He is, as ever, brilliant and canny (he graduated cum laude and Phi Beta Kappa from Columbia; was voted Most Likely to Succeed when we graduated, nearly thirteen hundred of us, from Erasmus), yet he is also thoughtful, direct, warm, and down-to-earth in his observations. When I ask a question, he rarely answers immediately, but will close his eyes, lean backward, and then, once he starts talking, pause frequently before he chooses words or phrases.
On this afternoon, however, he is the one who asks the questions.
“Okay,” he says. “So tell me something, Neugie. Where does medicine come in? Where does friendship fit in with medicine in this book of yours, and what do they have to do with our growing up in Brooklyn—with what we’ve been talking about?”
Although I have not begun the actual writing of the book, I say (it is early summer of 2000, a week after my return from Norway), what I have begun to see—to speculate about and believe, if provisionally—seems fairly basic, and it’s this: that the things people want from their doctors, and that they are, in recent years, getting less of, have much in common with what they want from friendship.
“Ah, you are a smart
fellow, Neugie,” he says. Then: “Why are you smart?” he asks. “Because I agree with you!”

■ **Extracted material**
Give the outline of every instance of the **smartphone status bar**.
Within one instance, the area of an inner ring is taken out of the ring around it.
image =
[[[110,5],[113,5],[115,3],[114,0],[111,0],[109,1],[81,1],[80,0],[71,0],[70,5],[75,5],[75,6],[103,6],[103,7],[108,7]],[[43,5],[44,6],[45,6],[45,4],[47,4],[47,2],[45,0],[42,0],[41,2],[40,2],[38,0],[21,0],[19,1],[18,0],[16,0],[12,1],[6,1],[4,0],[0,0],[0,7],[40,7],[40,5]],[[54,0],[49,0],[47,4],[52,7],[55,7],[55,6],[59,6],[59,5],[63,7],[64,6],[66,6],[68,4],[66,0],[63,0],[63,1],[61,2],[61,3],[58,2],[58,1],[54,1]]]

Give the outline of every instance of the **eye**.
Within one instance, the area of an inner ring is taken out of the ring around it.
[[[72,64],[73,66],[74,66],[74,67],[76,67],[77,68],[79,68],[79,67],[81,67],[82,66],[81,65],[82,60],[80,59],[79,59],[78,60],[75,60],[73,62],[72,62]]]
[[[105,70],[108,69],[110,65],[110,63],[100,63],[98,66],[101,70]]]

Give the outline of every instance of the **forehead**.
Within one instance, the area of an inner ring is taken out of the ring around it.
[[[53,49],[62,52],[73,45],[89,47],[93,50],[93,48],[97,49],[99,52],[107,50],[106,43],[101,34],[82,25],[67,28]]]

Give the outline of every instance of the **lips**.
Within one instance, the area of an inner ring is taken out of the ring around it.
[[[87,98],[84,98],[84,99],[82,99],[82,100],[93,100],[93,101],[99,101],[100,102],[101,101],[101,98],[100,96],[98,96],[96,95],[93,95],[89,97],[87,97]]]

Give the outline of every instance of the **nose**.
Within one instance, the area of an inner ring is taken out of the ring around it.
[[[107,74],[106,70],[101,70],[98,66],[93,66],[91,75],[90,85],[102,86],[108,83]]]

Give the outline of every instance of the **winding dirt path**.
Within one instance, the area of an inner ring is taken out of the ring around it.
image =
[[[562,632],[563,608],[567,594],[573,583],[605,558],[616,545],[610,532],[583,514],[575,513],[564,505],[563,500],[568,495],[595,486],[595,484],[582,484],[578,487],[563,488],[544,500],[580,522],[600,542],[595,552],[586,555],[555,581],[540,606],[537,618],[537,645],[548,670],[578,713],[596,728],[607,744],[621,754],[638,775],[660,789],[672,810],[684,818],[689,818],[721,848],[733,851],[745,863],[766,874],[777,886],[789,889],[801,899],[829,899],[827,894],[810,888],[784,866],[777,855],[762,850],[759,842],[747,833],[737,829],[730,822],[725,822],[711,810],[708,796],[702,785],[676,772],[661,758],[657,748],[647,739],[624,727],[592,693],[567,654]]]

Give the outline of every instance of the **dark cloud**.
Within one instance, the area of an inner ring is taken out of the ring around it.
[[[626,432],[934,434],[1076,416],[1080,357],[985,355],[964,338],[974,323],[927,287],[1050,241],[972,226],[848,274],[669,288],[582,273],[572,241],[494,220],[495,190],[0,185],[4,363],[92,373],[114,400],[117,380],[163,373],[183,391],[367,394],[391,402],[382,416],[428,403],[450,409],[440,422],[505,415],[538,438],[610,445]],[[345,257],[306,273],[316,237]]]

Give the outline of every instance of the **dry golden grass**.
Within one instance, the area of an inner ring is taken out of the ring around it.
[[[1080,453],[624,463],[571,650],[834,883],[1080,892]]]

■ **Questions on the material**
a) Copy the stretch of the memoir excerpt from "He is, as ever, brilliant" through "asks the questions.".
b) Answer these questions from the memoir excerpt:
(i) From which college did the friend graduate cum laude and Phi Beta Kappa?
(ii) About how many students graduated with them from Erasmus?
(iii) When does the conversation take place?
c) Recast the paragraph of the memoir excerpt beginning "He is, as ever, brilliant and canny" as a brief list that keeps its main facts.
The lines are not needed for this work.

■ **Answer set**
a)
He is, as ever, brilliant and canny (he graduated cum laude and Phi Beta Kappa from Columbia; was voted Most Likely to Succeed when we graduated, nearly thirteen hundred of us, from Erasmus), yet he is also thoughtful, direct, warm, and down-to-earth in his observations. When I ask a question, he rarely answers immediately, but will close his eyes, lean backward, and then, once he starts talking, pause frequently before he chooses words or phrases.
On this afternoon, however, he is the one who asks the questions.

b)
(i) Columbia.
(ii) Nearly thirteen hundred.
(iii) In early summer of 2000, a week after the narrator's return from Norway.

c)
- Brilliant and canny: graduated cum laude and Phi Beta Kappa from Columbia, and was voted Most Likely to Succeed when nearly thirteen hundred students graduated from Erasmus.
- Also thoughtful, direct, warm, and down-to-earth in his observations.
- Rarely answers a question immediately; closes his eyes, leans backward, and pauses frequently while choosing words or phrases.